### Document section
- - -

Superior vena cava stenosis in tunneled cuffed catheters
There are two issues with superior vena cava (SVC) stenosis in patients with hemodialysis (HD) catheters: First, it may be a life-threatening complication, and second, there are currently no data available on prevalence and risk factors in HD patients.
Researchers at the Catholic University of Louvain in Belgium therefore undertook the present retrospective cohort study to assess prevalence and risk factors for SVC stenosis in HD patients with a tunneled cuffed catheter (TCC) (Labriola L et al, Superior vena cava stenosis in hemodialysis patients with a tunneled cuffed catheter: prevalence and risk factors. Nephrol Dial Transplant. 2018; doi: 10.1093/ndt/gfy150).
117 chronic HD patients with a total of 214 TCCs (equaling 80,911 catheter-days) were included in the study; SVC stenosis was defined as a diameter reduction of >50% on phlebography or CT. The authors recorded demographics, conditions potentially influencing catheter permeability (medications, use of thoracic devices), number of TCCs, total duration of TCC use, previous arteriovenous vascular access and last (in use at time of stenosis detection) TCC details (location, diameter and length).

- - -

### Provided material
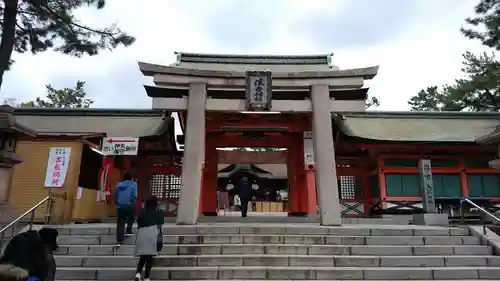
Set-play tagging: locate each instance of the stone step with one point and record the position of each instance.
(282, 260)
(283, 273)
(302, 280)
(284, 249)
(279, 239)
(283, 229)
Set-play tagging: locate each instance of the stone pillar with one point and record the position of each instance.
(324, 155)
(5, 182)
(194, 154)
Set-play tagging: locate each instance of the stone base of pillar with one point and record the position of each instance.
(430, 219)
(297, 214)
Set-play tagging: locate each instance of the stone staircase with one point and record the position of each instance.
(282, 252)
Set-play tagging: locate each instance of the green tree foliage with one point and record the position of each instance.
(40, 25)
(479, 89)
(62, 98)
(372, 102)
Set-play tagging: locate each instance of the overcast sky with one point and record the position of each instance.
(417, 43)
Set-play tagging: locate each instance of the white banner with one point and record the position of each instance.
(57, 166)
(308, 148)
(120, 146)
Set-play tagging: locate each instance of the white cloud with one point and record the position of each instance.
(426, 49)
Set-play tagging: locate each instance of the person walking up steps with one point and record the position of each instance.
(148, 241)
(125, 198)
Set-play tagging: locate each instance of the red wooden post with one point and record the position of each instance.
(208, 202)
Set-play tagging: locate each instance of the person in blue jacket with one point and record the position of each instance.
(125, 199)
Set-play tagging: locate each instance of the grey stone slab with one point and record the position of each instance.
(412, 261)
(243, 249)
(190, 239)
(466, 261)
(69, 273)
(395, 240)
(443, 240)
(306, 230)
(268, 239)
(348, 240)
(307, 240)
(432, 232)
(433, 250)
(217, 230)
(79, 240)
(341, 231)
(90, 231)
(494, 261)
(327, 250)
(191, 249)
(262, 230)
(351, 261)
(64, 261)
(266, 260)
(489, 273)
(398, 273)
(220, 260)
(455, 273)
(471, 240)
(124, 261)
(377, 250)
(391, 232)
(334, 273)
(311, 261)
(241, 273)
(286, 249)
(179, 230)
(111, 240)
(289, 273)
(459, 231)
(472, 250)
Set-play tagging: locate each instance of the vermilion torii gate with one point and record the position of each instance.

- - -

### Assigned task A
In the summary of the superior vena cava stenosis study, how many tunneled cuffed catheters were included?
### Assigned task B
For each statement, say whether it agrees with the summary of the superior vena cava stenosis study, and quote the words that decide it.
(i) The study was a prospective cohort study.
(ii) Stenosis was defined as a diameter reduction of more than 50% on phlebography or CT.
(iii) The researchers recorded the location, diameter and length of the last tunneled cuffed catheter.

### Answer A
214 tunneled cuffed catheters, equaling 80,911 catheter-days.

### Answer B
(i) No: "the present retrospective cohort study"
(ii) Yes: "SVC stenosis was defined as a diameter reduction of >50% on phlebography or CT"
(iii) Yes: "last (in use at time of stenosis detection) TCC details (location, diameter and length)"